What to do> Could you edit the records below so that every "wildlife count" becomes "habitat survey", with nothing else changed? Leave the pictures out of your answer.

Extracted records>
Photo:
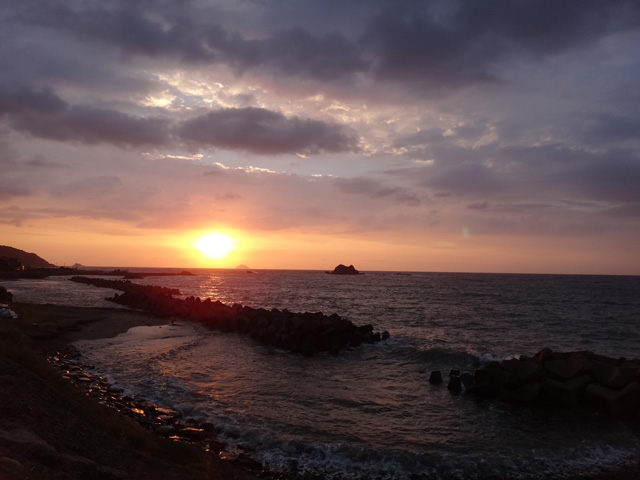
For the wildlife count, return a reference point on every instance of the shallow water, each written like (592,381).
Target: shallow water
(370,412)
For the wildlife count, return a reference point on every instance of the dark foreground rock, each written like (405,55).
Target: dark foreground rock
(50,430)
(306,333)
(566,379)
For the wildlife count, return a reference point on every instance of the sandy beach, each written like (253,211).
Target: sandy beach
(51,430)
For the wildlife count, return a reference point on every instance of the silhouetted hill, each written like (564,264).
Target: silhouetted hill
(30,260)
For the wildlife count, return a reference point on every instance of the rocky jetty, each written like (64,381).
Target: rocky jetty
(567,379)
(344,270)
(306,333)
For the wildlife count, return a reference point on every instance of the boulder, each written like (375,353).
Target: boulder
(567,367)
(193,434)
(164,430)
(522,371)
(619,403)
(608,375)
(344,270)
(567,392)
(494,376)
(435,377)
(524,394)
(455,385)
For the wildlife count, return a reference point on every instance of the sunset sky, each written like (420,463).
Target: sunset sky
(476,136)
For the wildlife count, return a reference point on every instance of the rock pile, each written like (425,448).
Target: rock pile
(564,378)
(163,421)
(306,333)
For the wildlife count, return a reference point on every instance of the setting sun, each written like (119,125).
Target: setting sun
(215,245)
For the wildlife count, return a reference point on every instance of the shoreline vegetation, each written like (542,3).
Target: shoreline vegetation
(62,421)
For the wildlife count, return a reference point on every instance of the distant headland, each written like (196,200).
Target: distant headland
(344,270)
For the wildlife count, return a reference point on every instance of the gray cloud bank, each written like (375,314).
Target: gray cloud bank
(256,130)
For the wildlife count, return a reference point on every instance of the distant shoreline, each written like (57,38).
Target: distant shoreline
(51,327)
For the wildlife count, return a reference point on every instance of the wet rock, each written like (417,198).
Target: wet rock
(523,394)
(608,375)
(455,385)
(435,377)
(493,376)
(164,430)
(192,433)
(467,380)
(522,371)
(619,403)
(567,392)
(567,368)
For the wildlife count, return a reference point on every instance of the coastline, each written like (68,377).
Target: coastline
(50,429)
(93,441)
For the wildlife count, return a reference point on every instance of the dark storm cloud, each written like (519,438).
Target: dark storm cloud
(452,47)
(439,45)
(20,100)
(166,32)
(374,189)
(45,115)
(92,125)
(265,132)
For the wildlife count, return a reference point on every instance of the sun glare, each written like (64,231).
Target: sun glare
(215,245)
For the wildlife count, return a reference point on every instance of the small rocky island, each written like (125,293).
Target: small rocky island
(343,270)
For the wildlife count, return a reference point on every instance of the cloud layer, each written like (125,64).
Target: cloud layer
(509,119)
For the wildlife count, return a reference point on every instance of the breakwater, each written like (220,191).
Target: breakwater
(305,333)
(566,379)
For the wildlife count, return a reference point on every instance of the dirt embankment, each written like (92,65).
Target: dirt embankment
(50,430)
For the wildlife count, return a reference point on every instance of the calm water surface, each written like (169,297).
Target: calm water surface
(370,412)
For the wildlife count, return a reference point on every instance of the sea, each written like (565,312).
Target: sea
(370,412)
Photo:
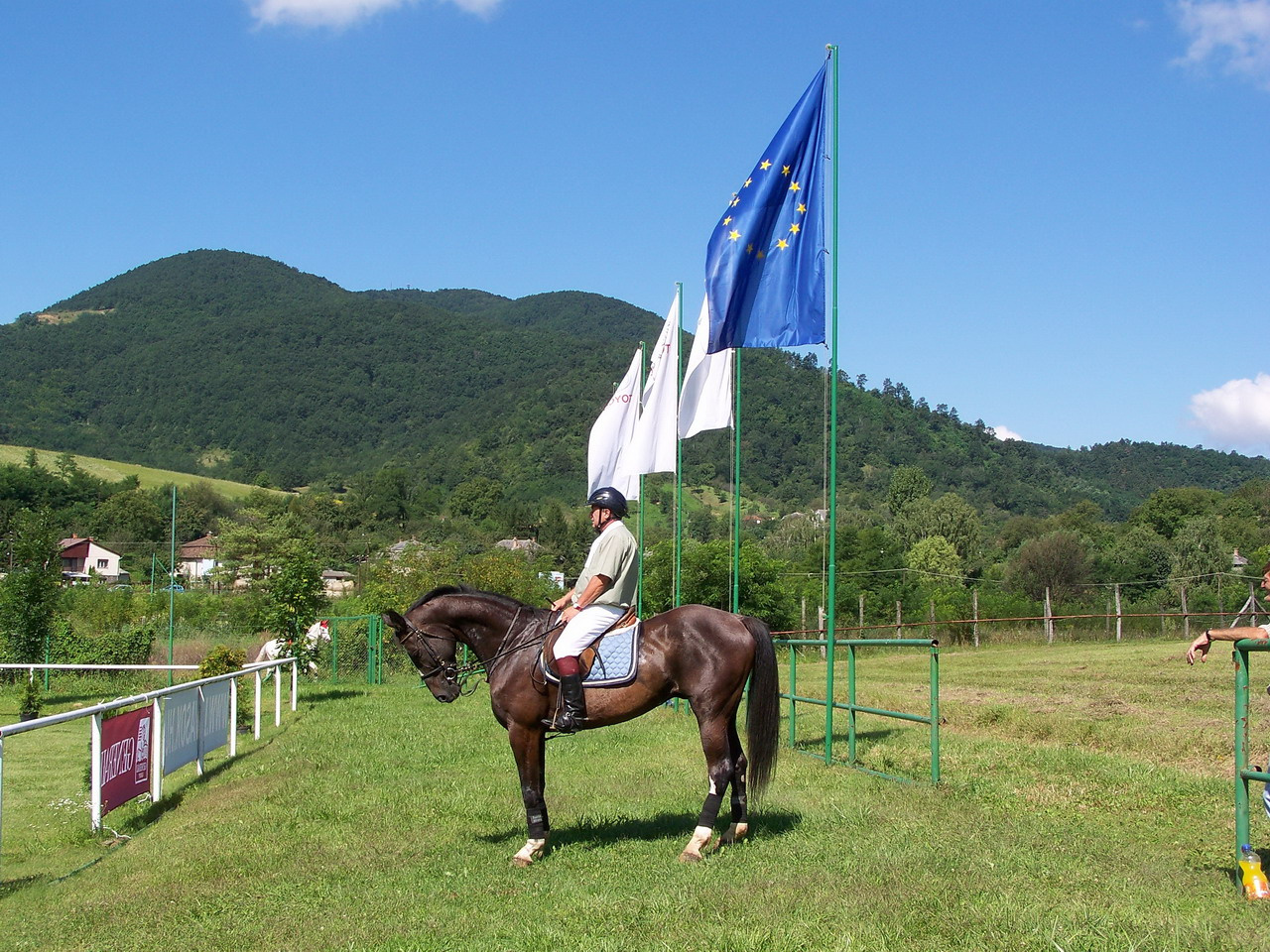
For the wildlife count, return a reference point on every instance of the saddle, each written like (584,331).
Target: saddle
(627,624)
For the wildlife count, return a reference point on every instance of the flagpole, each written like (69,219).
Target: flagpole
(679,452)
(735,481)
(830,610)
(639,588)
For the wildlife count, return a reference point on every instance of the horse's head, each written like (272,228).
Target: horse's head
(318,631)
(432,648)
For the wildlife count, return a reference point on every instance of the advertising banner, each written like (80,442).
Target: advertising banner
(180,730)
(213,726)
(125,757)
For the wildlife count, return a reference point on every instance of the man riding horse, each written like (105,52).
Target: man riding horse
(601,595)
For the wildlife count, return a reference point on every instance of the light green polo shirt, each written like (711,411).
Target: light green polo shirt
(613,553)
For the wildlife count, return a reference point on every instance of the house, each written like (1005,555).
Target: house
(336,583)
(82,557)
(518,544)
(194,560)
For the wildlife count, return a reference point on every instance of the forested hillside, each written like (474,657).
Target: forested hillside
(458,417)
(240,367)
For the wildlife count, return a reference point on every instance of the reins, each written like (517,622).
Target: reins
(452,670)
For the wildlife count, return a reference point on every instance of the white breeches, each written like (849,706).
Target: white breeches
(584,627)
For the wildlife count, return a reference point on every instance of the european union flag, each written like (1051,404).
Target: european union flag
(765,264)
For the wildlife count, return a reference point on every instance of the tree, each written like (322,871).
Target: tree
(937,558)
(1058,561)
(293,598)
(907,485)
(30,592)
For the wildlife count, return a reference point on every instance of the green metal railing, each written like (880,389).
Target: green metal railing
(1242,772)
(373,645)
(853,708)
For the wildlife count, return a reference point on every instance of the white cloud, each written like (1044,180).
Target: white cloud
(1234,33)
(1237,413)
(343,13)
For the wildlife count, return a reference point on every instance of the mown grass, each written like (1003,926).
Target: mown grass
(1084,805)
(114,471)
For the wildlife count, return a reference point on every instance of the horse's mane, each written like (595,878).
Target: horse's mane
(460,590)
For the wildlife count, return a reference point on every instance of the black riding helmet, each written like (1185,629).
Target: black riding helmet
(608,498)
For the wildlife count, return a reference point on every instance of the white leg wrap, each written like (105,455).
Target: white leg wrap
(693,852)
(531,851)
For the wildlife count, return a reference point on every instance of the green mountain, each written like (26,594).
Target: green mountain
(239,367)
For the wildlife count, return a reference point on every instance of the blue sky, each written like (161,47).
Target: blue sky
(1056,216)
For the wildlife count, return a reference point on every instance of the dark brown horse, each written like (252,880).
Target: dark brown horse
(694,653)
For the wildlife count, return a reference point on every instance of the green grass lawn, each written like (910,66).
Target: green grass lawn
(1086,803)
(114,471)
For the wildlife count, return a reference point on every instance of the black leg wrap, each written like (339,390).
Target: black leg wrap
(539,825)
(710,810)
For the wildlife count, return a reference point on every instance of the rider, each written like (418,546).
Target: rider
(601,595)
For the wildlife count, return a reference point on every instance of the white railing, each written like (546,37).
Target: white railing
(33,667)
(98,711)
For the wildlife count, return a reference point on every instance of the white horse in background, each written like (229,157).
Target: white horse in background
(272,651)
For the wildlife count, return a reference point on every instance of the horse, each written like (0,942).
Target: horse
(272,651)
(699,654)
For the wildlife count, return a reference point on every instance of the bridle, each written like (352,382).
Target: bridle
(449,670)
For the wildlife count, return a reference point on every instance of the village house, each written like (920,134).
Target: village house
(84,558)
(336,583)
(194,560)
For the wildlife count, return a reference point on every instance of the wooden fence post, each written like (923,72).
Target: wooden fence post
(1049,620)
(974,607)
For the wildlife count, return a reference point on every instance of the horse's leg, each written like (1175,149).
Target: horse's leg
(739,825)
(529,747)
(719,770)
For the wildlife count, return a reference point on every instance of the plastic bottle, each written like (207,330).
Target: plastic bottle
(1255,885)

Output of the exercise>
Photo:
For the habitat survey, return a reference point on every instance of the shallow water, each written like (592,381).
Target: shallow water
(370,412)
For the habitat survey, return a reference point on every instance of the dark foreground rock, each written like (405,55).
Target: dark foreground rock
(50,430)
(306,333)
(566,379)
For the habitat survey, return a reference point on every instance of the sandy beach, each written like (253,211).
Target: sandy beach
(51,430)
For the habitat survey, return a reference point on every instance of the silhouetted hill, each written like (564,264).
Target: silhouetted hill
(30,260)
For the habitat survey, return a reference point on every instance of the rocky jetty, each written like (64,381).
Target: rocky jetty
(567,379)
(344,270)
(306,333)
For the habitat survey, return a reference point on every instance of the boulder, each written like (375,353).
Target: boulder
(567,367)
(193,434)
(164,430)
(522,371)
(619,403)
(608,375)
(344,270)
(567,392)
(494,376)
(435,377)
(524,394)
(455,385)
For the habitat survey, return a reference point on every instance of the sunset sky, each written like (420,463).
Target: sunset sky
(476,136)
For the habitat survey, return a reference point on every instance of the rock pile, each written like (425,448).
Target: rock pile
(564,378)
(163,421)
(306,333)
For the habitat survey, return a reference point on every instance of the setting sun, each written like (119,125).
Target: setting sun
(215,245)
For the habitat survey, return a reference point on every instance of the shoreline vegetation, each written like (542,3).
Target: shoreline vegetation
(62,421)
For the habitat survey, return a reference point on every instance of the distant headland, each written like (196,200).
Target: distant headland
(344,270)
For the habitat survey, return a reference point on every instance of the gray cloud bank, each written like (375,314).
Target: gray cloud bank
(256,130)
For the habitat survey, return a reference point on every instance of the distant shoreline, each written like (57,38).
Target: distant shoreline
(51,327)
For the habitat survey, return a reference point on every instance of the wet rock, each written like (417,198).
Target: wet rock
(523,394)
(608,375)
(455,385)
(435,377)
(493,376)
(164,430)
(192,433)
(467,380)
(522,371)
(619,403)
(567,392)
(567,368)
For the habitat survey, return a reference point on every instance of the coastline, each written like (68,377).
Target: coastline
(50,429)
(93,441)
For the habitat survey, return a reference point on every instance of the dark storm cloud, each written like (519,438).
Target: dark storm cloud
(452,47)
(439,45)
(20,100)
(166,32)
(374,189)
(45,115)
(92,125)
(265,132)
For the habitat survey, return a reference point on every instance of the sun glare, each written like (64,231).
Target: sun glare
(215,245)
For the habitat survey, return a reference point on every instance of the small rocky island, each written like (125,293).
Target: small rocky island
(343,270)
For the habitat survey, return a reference point on every instance of the cloud layer, each written like (125,64).
Target: cloud layer
(509,119)
For the habitat survey, return a reference point on every instance of the breakwater, each written like (220,191).
Target: breakwater
(305,333)
(566,379)
For the habitat survey, return a reference point on every instance of the dirt embankment, each written like (92,65).
Target: dirt embankment
(50,430)
For the habitat survey, return a reference point on every instance of the calm water surface, each written like (169,297).
Target: calm water surface
(370,412)
For the habitat survey, return a reference point on every instance of the sea, each written like (565,312).
Target: sea
(370,412)
Photo:
For the habitat survey, return a reference point on every instance of the saddle, each written like (584,331).
Target: saddle
(627,624)
For the habitat survey, return a reference point on every instance of the flagpole, each written like (69,219).
Target: flagpole
(679,452)
(735,481)
(830,610)
(639,588)
For the habitat survey, return a reference point on every instance of the horse's head, each written like (272,228).
Target: horse's head
(318,631)
(432,648)
For the habitat survey, return a reference point on every instance of the advertising banner, each written like (80,442).
Target: advertising banner
(180,730)
(213,726)
(125,757)
For the habitat survey, return a reference point on every instance of the man riding horse, each written like (105,52).
Target: man riding horse
(601,595)
For the habitat survey, return a reference point on every instance of the light green polo shirt, each written like (711,411).
Target: light green polo shirt
(613,553)
For the habitat survey, return a reference point on every instance of the house, each written like (1005,555).
Target: house
(336,583)
(82,557)
(518,544)
(194,560)
For the habitat survey, return a reference point on every instance of the forested hillside, each written like (474,657).
Target: forested hillside
(458,417)
(240,367)
For the habitat survey, return a reference point on every instance of the reins, each written like (517,622).
Target: reins
(452,670)
For the habitat survey, return a reference point on every instance of the white breeches, each written like (849,706).
Target: white breeches
(584,627)
For the habitat survey, return a reference point on every instance of the european union flag, each written like (1051,404).
Target: european union flag
(765,264)
For the habitat survey, return a reference point on every instance of the tree, each written like (322,871).
Target: tree
(937,558)
(1058,561)
(293,598)
(907,485)
(30,592)
For the habitat survey, return a reference point on every instance of the green metal railing, each written like (880,389).
Target: green metal railing
(1242,772)
(373,645)
(853,708)
For the habitat survey, return a reference point on every instance of the white cloud, each written like (1044,180).
Target: white cloud
(1234,33)
(1237,413)
(343,13)
For the habitat survey, return a reference point on every instance of the mown grass, each written like (1003,926).
Target: mown grass
(1084,805)
(114,471)
For the habitat survey, return a reference point on every instance of the horse's mane, each written like (595,878).
Target: horse's mane
(460,590)
For the habitat survey, return a reference point on every instance of the black riding helmet, each written like (1185,629).
Target: black riding helmet
(608,498)
For the habitat survey, return a reference point on every instance of the white leg wrap, each written like (105,455).
Target: white leg wrap
(693,852)
(531,851)
For the habitat survey, return a reference point on every instance of the green mountain, each written like (26,594).
Target: green mountain
(239,367)
For the habitat survey, return a reference point on every instance of the blue sky, each written like (161,47).
Target: blue sky
(1056,216)
For the habitat survey, return a reference point on every instance of the dark brown horse, each written like (252,880).
Target: dark brown horse
(694,653)
For the habitat survey, return a reference point on every instance of the green grass lawn, each written like (910,66).
Target: green grass lawn
(1086,803)
(114,471)
For the habitat survey, return a reference point on every instance of the black leg wrap, each written like (339,390).
Target: black leg wrap
(539,825)
(710,810)
For the habitat survey, return a reference point on every instance of the rider, each written like (418,546).
Target: rider
(601,595)
For the habitat survey, return a reference point on every instance of the white railing, each written like (546,37).
Target: white railing
(33,667)
(98,711)
For the habitat survey, return a reference point on every instance of the white horse in background, each written like (229,157).
Target: white horse in background
(272,651)
For the habitat survey, return a reference point on every instance of the horse, each written like (0,942).
Target: horse
(272,651)
(699,654)
For the habitat survey, return a reference point on every instance of the bridle, each written like (352,382).
Target: bridle
(449,670)
For the habitat survey, return a reference point on every instance of the village house, each written like (920,134).
Target: village house
(84,558)
(336,583)
(194,560)
For the habitat survey, return a reference point on every instance of the wooden fence post, each written like (923,72).
Target: wooden fence post
(1049,620)
(974,607)
For the habitat survey, return a reference point on every instance of the horse's leg, each written like (1175,149).
Target: horse's leg
(739,825)
(529,747)
(719,770)
For the habitat survey, return a reference point on every instance of the plastic bottle, each written like (207,330).
Target: plastic bottle
(1255,885)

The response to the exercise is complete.